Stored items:
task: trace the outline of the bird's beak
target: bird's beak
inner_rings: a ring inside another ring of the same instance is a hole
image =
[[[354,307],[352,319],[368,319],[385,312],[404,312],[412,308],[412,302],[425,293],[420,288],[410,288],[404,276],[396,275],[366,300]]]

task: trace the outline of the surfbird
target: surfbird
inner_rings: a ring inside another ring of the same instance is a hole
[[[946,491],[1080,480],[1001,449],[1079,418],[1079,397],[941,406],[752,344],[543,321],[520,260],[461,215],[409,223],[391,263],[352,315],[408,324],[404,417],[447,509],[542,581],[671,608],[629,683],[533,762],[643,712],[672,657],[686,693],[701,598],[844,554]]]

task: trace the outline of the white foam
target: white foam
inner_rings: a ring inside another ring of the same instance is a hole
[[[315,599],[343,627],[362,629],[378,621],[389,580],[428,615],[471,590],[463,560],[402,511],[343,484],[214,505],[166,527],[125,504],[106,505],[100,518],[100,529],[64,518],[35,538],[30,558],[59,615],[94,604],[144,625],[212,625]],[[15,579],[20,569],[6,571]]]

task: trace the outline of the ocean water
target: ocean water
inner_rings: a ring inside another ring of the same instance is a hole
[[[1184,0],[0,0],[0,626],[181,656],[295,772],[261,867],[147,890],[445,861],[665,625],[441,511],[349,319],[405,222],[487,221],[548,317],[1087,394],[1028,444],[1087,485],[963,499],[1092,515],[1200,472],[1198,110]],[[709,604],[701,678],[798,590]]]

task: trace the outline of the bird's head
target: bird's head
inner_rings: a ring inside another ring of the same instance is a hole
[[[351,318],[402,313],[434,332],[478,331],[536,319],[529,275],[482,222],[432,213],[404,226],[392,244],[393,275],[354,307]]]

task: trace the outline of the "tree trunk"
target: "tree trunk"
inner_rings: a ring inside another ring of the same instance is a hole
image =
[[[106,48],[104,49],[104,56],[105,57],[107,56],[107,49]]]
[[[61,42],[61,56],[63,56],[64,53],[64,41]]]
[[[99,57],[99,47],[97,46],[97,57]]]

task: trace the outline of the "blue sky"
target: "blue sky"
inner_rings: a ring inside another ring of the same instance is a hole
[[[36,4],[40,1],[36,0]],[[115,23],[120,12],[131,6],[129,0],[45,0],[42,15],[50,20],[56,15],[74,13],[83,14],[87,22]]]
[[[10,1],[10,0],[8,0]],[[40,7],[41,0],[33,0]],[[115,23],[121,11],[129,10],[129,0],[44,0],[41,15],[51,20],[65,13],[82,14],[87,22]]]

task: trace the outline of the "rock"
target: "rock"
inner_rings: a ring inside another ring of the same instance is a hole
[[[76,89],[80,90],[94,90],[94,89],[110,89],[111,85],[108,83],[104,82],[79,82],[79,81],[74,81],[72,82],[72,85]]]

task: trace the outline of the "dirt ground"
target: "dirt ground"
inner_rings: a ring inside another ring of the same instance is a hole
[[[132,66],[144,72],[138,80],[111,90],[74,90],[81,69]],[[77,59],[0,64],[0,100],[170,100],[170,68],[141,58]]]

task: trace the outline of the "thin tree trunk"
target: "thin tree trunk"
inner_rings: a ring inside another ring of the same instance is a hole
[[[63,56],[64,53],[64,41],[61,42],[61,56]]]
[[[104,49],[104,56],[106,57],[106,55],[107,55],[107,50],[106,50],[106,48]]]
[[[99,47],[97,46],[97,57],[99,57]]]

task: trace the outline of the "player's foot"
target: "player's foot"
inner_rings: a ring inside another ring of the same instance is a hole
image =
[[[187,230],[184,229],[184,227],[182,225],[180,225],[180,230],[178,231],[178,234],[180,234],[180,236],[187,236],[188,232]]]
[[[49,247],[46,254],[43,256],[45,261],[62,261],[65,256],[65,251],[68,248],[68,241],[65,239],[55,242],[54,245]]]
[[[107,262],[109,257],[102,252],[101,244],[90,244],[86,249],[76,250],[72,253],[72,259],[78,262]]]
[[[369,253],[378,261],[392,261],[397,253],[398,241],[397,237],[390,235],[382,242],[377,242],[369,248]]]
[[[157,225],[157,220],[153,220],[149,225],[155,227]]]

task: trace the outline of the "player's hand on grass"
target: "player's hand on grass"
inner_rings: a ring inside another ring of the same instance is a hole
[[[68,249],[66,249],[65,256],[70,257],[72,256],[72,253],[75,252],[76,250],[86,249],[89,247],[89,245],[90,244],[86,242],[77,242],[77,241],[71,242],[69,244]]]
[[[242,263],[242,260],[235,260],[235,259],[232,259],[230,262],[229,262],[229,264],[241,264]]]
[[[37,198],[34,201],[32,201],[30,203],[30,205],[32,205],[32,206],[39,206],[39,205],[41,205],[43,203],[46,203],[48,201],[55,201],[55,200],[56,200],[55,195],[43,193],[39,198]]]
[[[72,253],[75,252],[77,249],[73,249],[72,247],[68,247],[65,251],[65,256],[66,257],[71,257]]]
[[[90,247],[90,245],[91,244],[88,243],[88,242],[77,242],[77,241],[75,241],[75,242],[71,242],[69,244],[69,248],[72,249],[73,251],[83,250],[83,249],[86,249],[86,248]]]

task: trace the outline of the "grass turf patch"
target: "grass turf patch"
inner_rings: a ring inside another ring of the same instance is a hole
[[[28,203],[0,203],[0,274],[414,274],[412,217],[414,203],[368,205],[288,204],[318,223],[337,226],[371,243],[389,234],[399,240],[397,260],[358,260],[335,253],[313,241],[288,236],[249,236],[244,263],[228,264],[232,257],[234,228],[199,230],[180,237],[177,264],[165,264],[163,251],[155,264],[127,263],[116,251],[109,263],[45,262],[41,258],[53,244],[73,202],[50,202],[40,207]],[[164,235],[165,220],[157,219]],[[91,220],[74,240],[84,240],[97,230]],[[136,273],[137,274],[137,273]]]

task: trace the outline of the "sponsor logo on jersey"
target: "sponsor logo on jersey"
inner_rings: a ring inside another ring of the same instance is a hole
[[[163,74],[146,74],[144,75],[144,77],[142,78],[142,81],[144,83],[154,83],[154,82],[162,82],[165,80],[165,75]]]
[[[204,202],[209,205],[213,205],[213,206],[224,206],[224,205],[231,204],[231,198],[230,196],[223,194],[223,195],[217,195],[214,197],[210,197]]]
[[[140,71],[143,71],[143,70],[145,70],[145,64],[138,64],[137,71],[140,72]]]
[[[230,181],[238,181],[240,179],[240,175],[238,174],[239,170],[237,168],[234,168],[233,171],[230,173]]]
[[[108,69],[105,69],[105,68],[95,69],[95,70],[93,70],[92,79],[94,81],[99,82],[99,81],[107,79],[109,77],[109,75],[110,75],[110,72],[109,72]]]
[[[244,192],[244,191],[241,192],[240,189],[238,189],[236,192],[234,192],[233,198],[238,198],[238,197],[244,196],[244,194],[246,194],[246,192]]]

■ **EXERCISE**: The data above should be reproduced in full, word for word.

■ **SOLUTION TO THIS PROBLEM**:
task: trace the outline of the bird's beak
target: bird's beak
inner_rings: a ring inside another ring of the same instance is a hole
image =
[[[354,307],[352,319],[368,319],[385,312],[404,312],[412,308],[412,302],[425,293],[420,288],[410,288],[404,276],[396,275],[366,300]]]

task: trace the outline of the surfbird
target: surfbird
inner_rings: a ring inside another ring of the same instance is a hole
[[[946,491],[1080,480],[1001,449],[1079,418],[1079,397],[941,406],[752,344],[543,321],[520,260],[461,215],[409,223],[391,263],[352,315],[408,324],[404,417],[447,509],[542,581],[671,608],[629,683],[533,762],[643,712],[672,657],[686,693],[701,598],[844,554]]]

task: trace the outline of the white foam
target: white foam
inner_rings: a ring inside another ring of the same instance is a hole
[[[315,599],[343,627],[362,629],[378,621],[389,580],[428,615],[471,590],[463,560],[402,511],[343,484],[214,505],[166,527],[125,504],[106,505],[100,518],[100,529],[64,518],[35,538],[30,558],[59,615],[94,604],[144,625],[212,625]],[[15,579],[20,569],[6,571]]]

task: trace the outline of the ocean water
target: ocean water
inner_rings: a ring inside another ring of the same instance is a hole
[[[1184,0],[0,0],[0,626],[181,656],[295,772],[261,867],[147,890],[445,861],[665,625],[441,511],[349,319],[405,222],[487,221],[548,317],[1087,394],[1028,444],[1087,485],[963,499],[1092,515],[1200,472],[1198,110]],[[709,604],[701,678],[798,590]]]

task: trace the outline of the bird's head
target: bird's head
inner_rings: a ring inside another ring of the same instance is a hole
[[[351,318],[402,313],[434,332],[478,331],[536,319],[529,275],[482,222],[432,213],[404,226],[392,244],[393,275],[354,307]]]

task: trace the outline of the "tree trunk"
target: "tree trunk"
inner_rings: a ring inside another ring of the same instance is a hole
image =
[[[106,48],[104,49],[104,56],[105,57],[107,56],[107,49]]]
[[[61,42],[61,56],[63,56],[64,53],[64,41]]]
[[[99,57],[99,47],[97,46],[97,57]]]

task: trace the outline of the "blue sky"
target: "blue sky"
inner_rings: a ring inside another ring of the same instance is a hole
[[[36,4],[40,1],[36,0]],[[115,23],[120,12],[131,6],[129,0],[45,0],[42,15],[50,20],[56,15],[74,13],[83,14],[87,22]]]
[[[10,1],[10,0],[8,0]],[[40,7],[41,0],[33,0]],[[115,23],[121,11],[129,10],[129,0],[44,0],[41,15],[51,20],[65,13],[82,14],[87,22]]]

task: trace the outline of the "rock"
target: "rock"
inner_rings: a ring inside another ring of the same instance is a hole
[[[76,89],[80,90],[94,90],[94,89],[110,89],[111,85],[108,83],[104,82],[79,82],[79,81],[74,81],[72,82],[72,85]]]

task: trace the outline of the "dirt ground"
target: "dirt ground"
inner_rings: a ring inside another ring of the same instance is a hole
[[[132,66],[144,72],[138,80],[111,90],[74,90],[81,69]],[[77,59],[0,64],[0,100],[170,100],[170,68],[141,58]]]

task: trace the outline of the "thin tree trunk"
target: "thin tree trunk"
inner_rings: a ring inside another ring of the same instance is a hole
[[[63,56],[64,53],[64,41],[61,42],[61,56]]]
[[[104,49],[104,56],[106,57],[106,55],[107,55],[107,50],[106,50],[106,48]]]
[[[99,47],[97,46],[97,57],[99,57]]]

task: trace the outline of the "player's foot"
target: "player's foot"
inner_rings: a ring inside another ring of the same instance is a hole
image =
[[[187,230],[184,229],[184,227],[182,225],[180,225],[180,230],[178,231],[178,234],[180,234],[180,236],[187,236],[188,232]]]
[[[49,247],[46,254],[43,256],[45,261],[62,261],[65,256],[65,251],[68,248],[68,241],[65,239],[55,242],[54,245]]]
[[[107,262],[109,257],[102,252],[101,244],[90,244],[86,249],[76,250],[72,253],[72,259],[78,262]]]
[[[369,253],[378,261],[392,261],[397,253],[398,241],[397,237],[390,235],[382,242],[377,242],[369,248]]]
[[[157,225],[157,220],[153,220],[149,225],[155,227]]]

task: trace the outline of the "player's hand on grass"
target: "player's hand on grass"
inner_rings: a ring inside another ring of the same instance is a hole
[[[68,249],[66,249],[65,256],[70,257],[72,256],[72,253],[75,252],[76,250],[86,249],[89,247],[89,245],[90,244],[86,242],[77,242],[77,241],[71,242],[69,244]]]
[[[242,263],[242,260],[235,260],[235,259],[232,259],[230,262],[229,262],[229,264],[241,264]]]
[[[37,198],[34,201],[32,201],[30,203],[30,205],[32,205],[32,206],[39,206],[39,205],[41,205],[43,203],[46,203],[48,201],[55,201],[55,200],[56,200],[55,195],[43,193],[39,198]]]
[[[72,253],[75,252],[77,249],[73,249],[72,247],[68,247],[65,251],[65,256],[66,257],[71,257]]]
[[[90,247],[90,245],[91,244],[88,243],[88,242],[77,242],[77,241],[75,241],[75,242],[71,242],[69,244],[69,248],[72,249],[73,251],[83,250],[83,249],[86,249],[86,248]]]

task: trace the outline of the "grass turf patch"
target: "grass turf patch"
inner_rings: a ring inside another ring of the same instance is a hole
[[[28,203],[0,203],[0,274],[414,274],[412,217],[414,203],[368,205],[288,204],[318,223],[337,226],[371,243],[389,234],[399,240],[397,260],[358,260],[335,253],[313,241],[288,236],[249,236],[244,263],[228,264],[232,257],[234,228],[199,230],[180,237],[177,264],[165,264],[163,251],[155,264],[127,263],[116,251],[109,263],[45,262],[41,258],[53,244],[73,202],[50,202],[40,207]],[[164,235],[165,220],[157,219]],[[91,220],[74,240],[84,240],[97,230]],[[136,273],[137,274],[137,273]]]

task: trace the outline of the "sponsor logo on jersey"
target: "sponsor logo on jersey"
inner_rings: a ring inside another ring of the same instance is a hole
[[[163,74],[146,74],[144,75],[144,77],[142,78],[142,81],[144,83],[154,83],[154,82],[162,82],[165,80],[165,75]]]
[[[204,202],[209,205],[213,205],[213,206],[224,206],[224,205],[231,204],[231,198],[230,196],[223,194],[223,195],[217,195],[214,197],[210,197]]]
[[[140,71],[143,71],[143,70],[145,70],[145,64],[138,64],[137,71],[140,72]]]
[[[230,181],[238,181],[240,179],[240,175],[238,174],[239,170],[237,168],[234,168],[233,171],[230,173]]]
[[[108,69],[105,69],[105,68],[95,69],[95,70],[93,70],[92,79],[94,81],[99,82],[99,81],[107,79],[109,77],[109,75],[110,75],[110,72],[109,72]]]
[[[244,192],[244,191],[241,192],[240,189],[238,189],[236,192],[234,192],[233,198],[238,198],[238,197],[244,196],[244,194],[246,194],[246,192]]]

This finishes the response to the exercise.